» EXCERPTED TEXT:
To me it seems like it would be the most efficient (and admittedly a lot harder) to control air flow through automated dampers (for example: http://www.smarthome.com/sc-how-to-install-an-air-duct-damper) as opposed to individual room vents. You could then cut off air flow much closer to the actual unit and wouldn't lose the excess air that would get trapped at the closed vent.
quote:I love my nests. I have one upstairs and one downstairs. But I wish I had a remote sensor because right now the airflow is restricted to my bedroom and if I had the sensor I'd have more comfort. I'm not going to go out and replace my nests but if I had to do it over again...well...
I've had a Nest for 3 yrs and if I was buying today I'd get the Ecobee3. I haven't had issues with the Nest, but it doesn't to trending/logging or remote sensors.
quote:The Nest does have a battery that is charged from the 24v conductors connected to your unit, but it doesn't operate off of the battery. If the battery voltage does drop under 3.6V then the stat will shut down and it seems that was happening to you. I can't say I've ever experience the same. (have the Gen 2 as well)

» WRITTEN PROBLEM:
Copy out the entire thermostat discussion word for word. The records play no part in this work.

» DATASET RECORDS:
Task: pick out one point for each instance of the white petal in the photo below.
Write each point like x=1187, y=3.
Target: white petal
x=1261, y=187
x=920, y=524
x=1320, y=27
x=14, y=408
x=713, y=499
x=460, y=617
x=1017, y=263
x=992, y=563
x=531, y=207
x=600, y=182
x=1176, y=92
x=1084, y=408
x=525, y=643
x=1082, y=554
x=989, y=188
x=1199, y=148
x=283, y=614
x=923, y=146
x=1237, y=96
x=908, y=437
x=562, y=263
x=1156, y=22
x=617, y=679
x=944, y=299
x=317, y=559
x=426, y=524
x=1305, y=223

--

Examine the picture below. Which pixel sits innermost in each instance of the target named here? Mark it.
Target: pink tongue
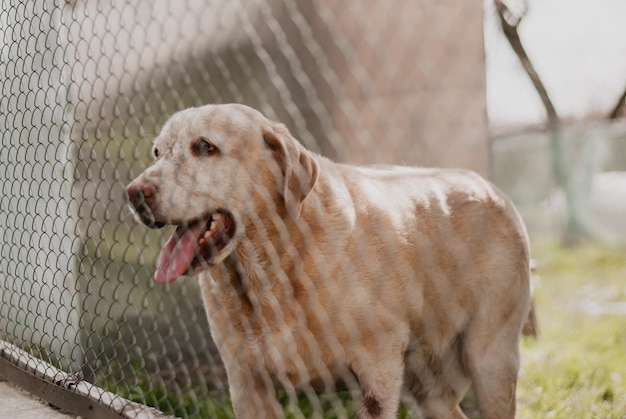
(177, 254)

...

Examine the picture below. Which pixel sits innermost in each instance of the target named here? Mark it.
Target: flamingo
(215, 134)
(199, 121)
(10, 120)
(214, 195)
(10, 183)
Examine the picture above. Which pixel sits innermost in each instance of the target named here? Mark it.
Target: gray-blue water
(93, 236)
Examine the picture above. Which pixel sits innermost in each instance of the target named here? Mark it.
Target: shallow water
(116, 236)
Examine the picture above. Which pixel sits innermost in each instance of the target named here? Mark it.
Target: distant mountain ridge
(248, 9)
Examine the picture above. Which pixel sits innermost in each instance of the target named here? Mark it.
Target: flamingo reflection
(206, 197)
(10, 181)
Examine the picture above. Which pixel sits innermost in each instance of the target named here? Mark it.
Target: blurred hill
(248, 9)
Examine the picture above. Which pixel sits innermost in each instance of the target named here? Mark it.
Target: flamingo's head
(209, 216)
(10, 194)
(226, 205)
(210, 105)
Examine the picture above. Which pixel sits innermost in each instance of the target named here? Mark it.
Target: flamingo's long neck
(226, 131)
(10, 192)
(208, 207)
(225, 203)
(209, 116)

» RESPONSE:
To me it seems like it would be the most efficient (and admittedly a lot harder) to control air flow through automated dampers (for example: http://www.smarthome.com/sc-how-to-install-an-air-duct-damper) as opposed to individual room vents. You could then cut off air flow much closer to the actual unit and wouldn't lose the excess air that would get trapped at the closed vent.
quote:I love my nests. I have one upstairs and one downstairs. But I wish I had a remote sensor because right now the airflow is restricted to my bedroom and if I had the sensor I'd have more comfort. I'm not going to go out and replace my nests but if I had to do it over again...well...
I've had a Nest for 3 yrs and if I was buying today I'd get the Ecobee3. I haven't had issues with the Nest, but it doesn't to trending/logging or remote sensors.
quote:The Nest does have a battery that is charged from the 24v conductors connected to your unit, but it doesn't operate off of the battery. If the battery voltage does drop under 3.6V then the stat will shut down and it seems that was happening to you. I can't say I've ever experience the same. (have the Gen 2 as well)